* EXCERPT TO READ:
· · · ·

It is hard to imagine a director more tonally suited to Fitzgerald’s text than Luhrmann. Thanks to pictures like “Romeo + Juliet” and “Moulin Rouge!” Luhrmann has deservedly cultivated a reputation for extraordinarily lavish bouts of cinematic abundance, something he more than upholds with “The Great Gatsby”. The director is never more at home than when visualizing Gatsby’s parties in all their pomp and splendour, envisaging a glittery hell, overrun by garish dancers, cheap liquor and contemporary pop music melted organically into the fabric of 1920s America. Aesthetically the picture is an utter joy, a unique gem that combines the detailed lyricism of author with the high energy of an auteur in creative paradise. Every location clicks, whether it be Myrtle and Tom’s seedy apartment hideaway or the vacuous, clinical beauty of the Buchanan residence, Luhrmann nails it with gusto and appropriate atmospheric verve. It helps that the cinematography is phenomenally polished and picturesque, helping to contrast the differences between wealth and poverty (“The Valley of Ashes” is hauntingly realized here) and pinpoint the fascinations with hollow depravity which marred the period.


The cast are all comfortable in their parts. Maguire is more humane than usual, providing emotive narration and a turn that encapsulates Nick’s fall from naivety. Mulligan is delicate and visually well suited to the role of Daisy, communicating the character’s fragile and flighty grasp of the world with saddening sympathy, floating around the picture like a lost soul desperately seeking fulfilment. Those worried that Mulligan may be too strong a presence to effectively essay the airy and enfeebled worldview of Daisy needn’t have shown such concern, the actress reeks of innocence, ill-conviction and ravishing discontent. Edgerton and Fisher are left to chew the scenery with their respective contributions, but it’s not much of a hindrance, both performers adding a little added vampy pizzazz to Luhrmann’s already bubbling broth.  


Then there’s DiCaprio as Gatsby, and what a terrific turn it is. The actor will no doubt continue his long history of Academy snubs with his sterling work here, but that’s no matter, he’s the heart and soul of this thriving adaptation. The film lights up when he finally arrives, the actor using his effortless charisma to seduce viewers before plastering on the anxieties and character nuances with skilful and refined aplomb. Luhrmann and DiCaprio combine to peel back Gatsby’s layers with intimacy and care, crafting a figure of extreme interest. His interactions with Nick and Daisy are handled with affecting emotional grace, and his nervous, even at times infuriated confrontations with Tom hit an electrifying tempo. DiCaprio’s performance is extraordinary; capable and mature, with an unhesitant comprehension of the source.



The themes and imagery of Fitzgerald’s writing are carefully mimicked and worked into the narrative smoothly; I can’t imagine purists will find much to complain about within the central plotting. Gatsby’s conflicts are dealt with in a way that would likely leave Fitzgerald tickled, Luhrmann’s fizzy touch only highlighting the fruitless futility of Gatsby’s quest for shallow perfection. The way that the film-makers have chosen to bookend the piece is worrisome, electing for a tired and clich├ęd voiceover that stems from an elongated therapy session. It’s a misstep for sure, and suggests that even Luhrmann’s imagination has boundaries, but he deals with the meat of the story so triumphantly I’m willing to overlook this laughable miscalculation.

The screenplay soars and the characters engage just as I’d hoped, connecting fully for the lengthy 143 minute runtime. It’s a scintillating barrage of blockbusting luxury, honouring the source with reverence, aesthetic authenticity and pulsing humanity, delivering both a drama and commentary of some considerable worth. I acknowledge it’s not for everyone, but in my eyes this Gatsby is truly great.

· · · ·

* EXERCISE OBJECTIVE:
Please list every actor the review of "The Great Gatsby" mentions by name. The records come from a separate source and have no link to the review.

* DATASET CONTENT:
· · · ·

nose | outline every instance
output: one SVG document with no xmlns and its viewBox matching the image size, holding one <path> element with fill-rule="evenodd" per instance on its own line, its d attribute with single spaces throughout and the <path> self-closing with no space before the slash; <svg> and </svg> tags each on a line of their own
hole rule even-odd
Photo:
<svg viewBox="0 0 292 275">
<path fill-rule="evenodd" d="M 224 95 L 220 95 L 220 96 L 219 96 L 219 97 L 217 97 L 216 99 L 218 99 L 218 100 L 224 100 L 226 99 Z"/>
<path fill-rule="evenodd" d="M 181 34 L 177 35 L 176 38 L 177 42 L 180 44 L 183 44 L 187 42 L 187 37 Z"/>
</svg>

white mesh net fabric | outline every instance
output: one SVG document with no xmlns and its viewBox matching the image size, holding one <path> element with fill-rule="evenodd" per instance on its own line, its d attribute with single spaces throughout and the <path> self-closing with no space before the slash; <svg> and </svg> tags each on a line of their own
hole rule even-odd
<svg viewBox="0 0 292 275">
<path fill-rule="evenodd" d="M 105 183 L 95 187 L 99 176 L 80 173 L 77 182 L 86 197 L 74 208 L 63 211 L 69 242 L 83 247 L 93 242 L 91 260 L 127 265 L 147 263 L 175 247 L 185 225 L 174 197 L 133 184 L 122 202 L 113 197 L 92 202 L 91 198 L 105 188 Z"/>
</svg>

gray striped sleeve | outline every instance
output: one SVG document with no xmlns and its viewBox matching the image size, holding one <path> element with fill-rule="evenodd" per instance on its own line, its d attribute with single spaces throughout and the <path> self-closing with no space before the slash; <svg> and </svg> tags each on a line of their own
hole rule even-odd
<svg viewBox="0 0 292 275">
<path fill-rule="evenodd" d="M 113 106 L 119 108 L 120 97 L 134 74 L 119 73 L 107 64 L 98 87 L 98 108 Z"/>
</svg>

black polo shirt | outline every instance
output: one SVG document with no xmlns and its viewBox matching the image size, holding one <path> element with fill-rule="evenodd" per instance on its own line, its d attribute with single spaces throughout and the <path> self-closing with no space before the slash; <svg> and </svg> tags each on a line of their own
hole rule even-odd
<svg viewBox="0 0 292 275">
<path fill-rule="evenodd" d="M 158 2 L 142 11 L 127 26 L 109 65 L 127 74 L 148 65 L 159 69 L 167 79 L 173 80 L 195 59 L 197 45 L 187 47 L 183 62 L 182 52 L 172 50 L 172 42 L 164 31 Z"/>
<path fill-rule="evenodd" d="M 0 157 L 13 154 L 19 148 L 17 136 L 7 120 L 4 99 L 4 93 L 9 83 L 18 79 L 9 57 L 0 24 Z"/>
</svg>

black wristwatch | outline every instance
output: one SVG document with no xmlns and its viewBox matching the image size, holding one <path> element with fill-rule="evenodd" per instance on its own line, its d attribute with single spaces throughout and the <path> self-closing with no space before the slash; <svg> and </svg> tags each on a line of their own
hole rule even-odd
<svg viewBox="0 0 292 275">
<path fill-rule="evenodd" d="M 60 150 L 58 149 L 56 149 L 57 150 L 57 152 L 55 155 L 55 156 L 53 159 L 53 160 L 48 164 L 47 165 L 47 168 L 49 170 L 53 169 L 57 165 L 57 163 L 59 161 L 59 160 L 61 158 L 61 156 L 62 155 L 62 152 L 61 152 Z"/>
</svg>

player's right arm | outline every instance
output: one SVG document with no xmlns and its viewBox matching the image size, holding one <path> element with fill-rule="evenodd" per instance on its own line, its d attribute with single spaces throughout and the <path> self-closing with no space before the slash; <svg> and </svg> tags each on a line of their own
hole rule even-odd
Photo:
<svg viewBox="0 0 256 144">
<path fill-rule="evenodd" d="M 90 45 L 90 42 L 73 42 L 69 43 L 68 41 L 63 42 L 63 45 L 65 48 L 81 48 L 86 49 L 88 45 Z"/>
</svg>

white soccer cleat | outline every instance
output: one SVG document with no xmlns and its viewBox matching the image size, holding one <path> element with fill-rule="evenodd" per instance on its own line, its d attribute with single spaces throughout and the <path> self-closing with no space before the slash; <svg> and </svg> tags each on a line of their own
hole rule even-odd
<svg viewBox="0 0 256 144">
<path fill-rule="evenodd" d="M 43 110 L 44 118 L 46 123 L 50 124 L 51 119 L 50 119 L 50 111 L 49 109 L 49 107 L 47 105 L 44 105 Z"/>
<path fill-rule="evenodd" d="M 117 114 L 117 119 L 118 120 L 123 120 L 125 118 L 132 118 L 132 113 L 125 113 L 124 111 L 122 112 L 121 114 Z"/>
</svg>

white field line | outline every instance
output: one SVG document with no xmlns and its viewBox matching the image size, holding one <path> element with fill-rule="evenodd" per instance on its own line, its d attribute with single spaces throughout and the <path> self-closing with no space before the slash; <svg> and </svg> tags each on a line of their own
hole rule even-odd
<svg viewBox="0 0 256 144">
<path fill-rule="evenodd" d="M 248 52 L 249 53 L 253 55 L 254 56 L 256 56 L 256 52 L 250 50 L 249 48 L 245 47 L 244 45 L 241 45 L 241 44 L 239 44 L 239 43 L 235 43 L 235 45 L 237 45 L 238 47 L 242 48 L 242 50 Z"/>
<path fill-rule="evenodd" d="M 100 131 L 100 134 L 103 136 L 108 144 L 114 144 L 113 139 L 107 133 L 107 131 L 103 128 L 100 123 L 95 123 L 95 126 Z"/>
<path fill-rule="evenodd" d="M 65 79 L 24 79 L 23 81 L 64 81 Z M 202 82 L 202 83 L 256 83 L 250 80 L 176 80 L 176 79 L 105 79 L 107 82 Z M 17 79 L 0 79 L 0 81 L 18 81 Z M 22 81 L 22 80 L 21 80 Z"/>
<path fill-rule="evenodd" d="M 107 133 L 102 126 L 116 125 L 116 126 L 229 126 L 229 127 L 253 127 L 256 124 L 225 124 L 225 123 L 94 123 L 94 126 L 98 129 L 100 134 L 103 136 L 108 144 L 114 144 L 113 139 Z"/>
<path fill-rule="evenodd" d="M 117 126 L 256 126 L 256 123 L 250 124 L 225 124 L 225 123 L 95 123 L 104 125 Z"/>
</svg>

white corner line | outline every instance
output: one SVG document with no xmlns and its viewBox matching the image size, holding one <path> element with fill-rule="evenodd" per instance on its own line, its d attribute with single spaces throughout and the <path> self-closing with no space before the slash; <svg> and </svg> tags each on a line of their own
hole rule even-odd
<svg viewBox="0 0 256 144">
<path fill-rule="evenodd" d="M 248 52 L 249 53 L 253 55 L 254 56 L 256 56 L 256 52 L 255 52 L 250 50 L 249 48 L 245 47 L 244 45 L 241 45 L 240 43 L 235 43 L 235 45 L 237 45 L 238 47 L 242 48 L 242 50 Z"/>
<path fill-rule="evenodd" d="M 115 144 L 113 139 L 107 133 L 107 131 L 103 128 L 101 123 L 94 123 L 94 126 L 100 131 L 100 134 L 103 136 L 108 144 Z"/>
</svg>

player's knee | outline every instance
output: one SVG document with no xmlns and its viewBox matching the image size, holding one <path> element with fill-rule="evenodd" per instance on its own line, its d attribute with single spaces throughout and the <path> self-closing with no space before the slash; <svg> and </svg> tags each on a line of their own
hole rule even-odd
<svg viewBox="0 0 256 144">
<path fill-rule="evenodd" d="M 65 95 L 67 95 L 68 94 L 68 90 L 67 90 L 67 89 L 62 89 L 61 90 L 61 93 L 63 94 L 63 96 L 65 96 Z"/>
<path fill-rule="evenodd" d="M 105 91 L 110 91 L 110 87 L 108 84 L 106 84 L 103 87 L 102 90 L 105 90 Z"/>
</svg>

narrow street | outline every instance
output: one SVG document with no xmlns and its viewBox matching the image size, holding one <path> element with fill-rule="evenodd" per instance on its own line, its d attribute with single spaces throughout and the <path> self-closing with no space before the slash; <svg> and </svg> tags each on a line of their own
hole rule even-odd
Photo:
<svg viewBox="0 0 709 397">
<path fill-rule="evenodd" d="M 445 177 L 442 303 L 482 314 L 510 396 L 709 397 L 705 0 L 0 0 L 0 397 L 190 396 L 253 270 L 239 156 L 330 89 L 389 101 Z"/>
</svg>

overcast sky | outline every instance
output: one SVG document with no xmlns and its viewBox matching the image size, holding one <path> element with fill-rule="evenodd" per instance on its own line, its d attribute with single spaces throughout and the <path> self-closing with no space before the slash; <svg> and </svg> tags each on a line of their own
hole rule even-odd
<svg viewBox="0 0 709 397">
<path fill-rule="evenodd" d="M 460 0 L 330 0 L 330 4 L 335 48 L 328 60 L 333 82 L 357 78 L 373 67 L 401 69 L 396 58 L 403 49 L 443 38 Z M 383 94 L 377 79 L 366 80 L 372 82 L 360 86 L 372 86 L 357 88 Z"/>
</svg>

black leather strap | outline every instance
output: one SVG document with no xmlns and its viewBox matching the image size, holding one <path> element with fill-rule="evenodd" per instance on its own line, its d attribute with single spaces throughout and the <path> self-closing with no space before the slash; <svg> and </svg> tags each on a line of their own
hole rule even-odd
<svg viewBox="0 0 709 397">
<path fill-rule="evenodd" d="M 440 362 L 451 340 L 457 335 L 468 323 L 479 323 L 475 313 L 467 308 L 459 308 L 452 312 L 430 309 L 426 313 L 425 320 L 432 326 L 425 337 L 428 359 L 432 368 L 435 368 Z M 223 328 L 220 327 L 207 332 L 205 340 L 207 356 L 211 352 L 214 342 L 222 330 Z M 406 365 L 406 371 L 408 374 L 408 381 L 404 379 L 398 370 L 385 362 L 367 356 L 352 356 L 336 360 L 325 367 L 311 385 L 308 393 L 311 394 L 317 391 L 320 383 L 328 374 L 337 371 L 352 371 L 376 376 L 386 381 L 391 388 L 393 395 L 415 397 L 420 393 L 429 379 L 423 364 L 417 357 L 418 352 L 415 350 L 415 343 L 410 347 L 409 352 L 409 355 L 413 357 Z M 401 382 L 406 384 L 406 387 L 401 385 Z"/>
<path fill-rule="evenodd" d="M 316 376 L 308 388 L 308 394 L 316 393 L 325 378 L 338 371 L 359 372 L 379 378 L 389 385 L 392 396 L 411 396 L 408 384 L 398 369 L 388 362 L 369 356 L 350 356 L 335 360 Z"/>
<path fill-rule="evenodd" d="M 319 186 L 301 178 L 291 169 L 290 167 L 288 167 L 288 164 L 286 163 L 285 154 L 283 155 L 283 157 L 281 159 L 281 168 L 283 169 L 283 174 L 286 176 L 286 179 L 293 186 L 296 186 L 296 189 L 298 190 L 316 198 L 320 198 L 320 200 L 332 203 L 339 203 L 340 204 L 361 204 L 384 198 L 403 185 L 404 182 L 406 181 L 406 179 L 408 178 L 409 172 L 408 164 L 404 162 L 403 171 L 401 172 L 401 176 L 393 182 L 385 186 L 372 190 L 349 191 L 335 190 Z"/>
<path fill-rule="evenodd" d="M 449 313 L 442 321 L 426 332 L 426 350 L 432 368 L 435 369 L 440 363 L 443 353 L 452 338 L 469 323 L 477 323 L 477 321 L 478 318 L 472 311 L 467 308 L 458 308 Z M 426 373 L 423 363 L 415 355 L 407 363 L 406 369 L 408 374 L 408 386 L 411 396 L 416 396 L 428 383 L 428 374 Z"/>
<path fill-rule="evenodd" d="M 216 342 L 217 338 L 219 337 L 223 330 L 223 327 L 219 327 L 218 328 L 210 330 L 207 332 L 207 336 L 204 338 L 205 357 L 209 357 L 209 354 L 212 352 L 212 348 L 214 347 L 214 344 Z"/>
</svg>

· · · ·

* COMPLETED EXERCISE:
Maguire, Mulligan, Edgerton, Fisher, DiCaprio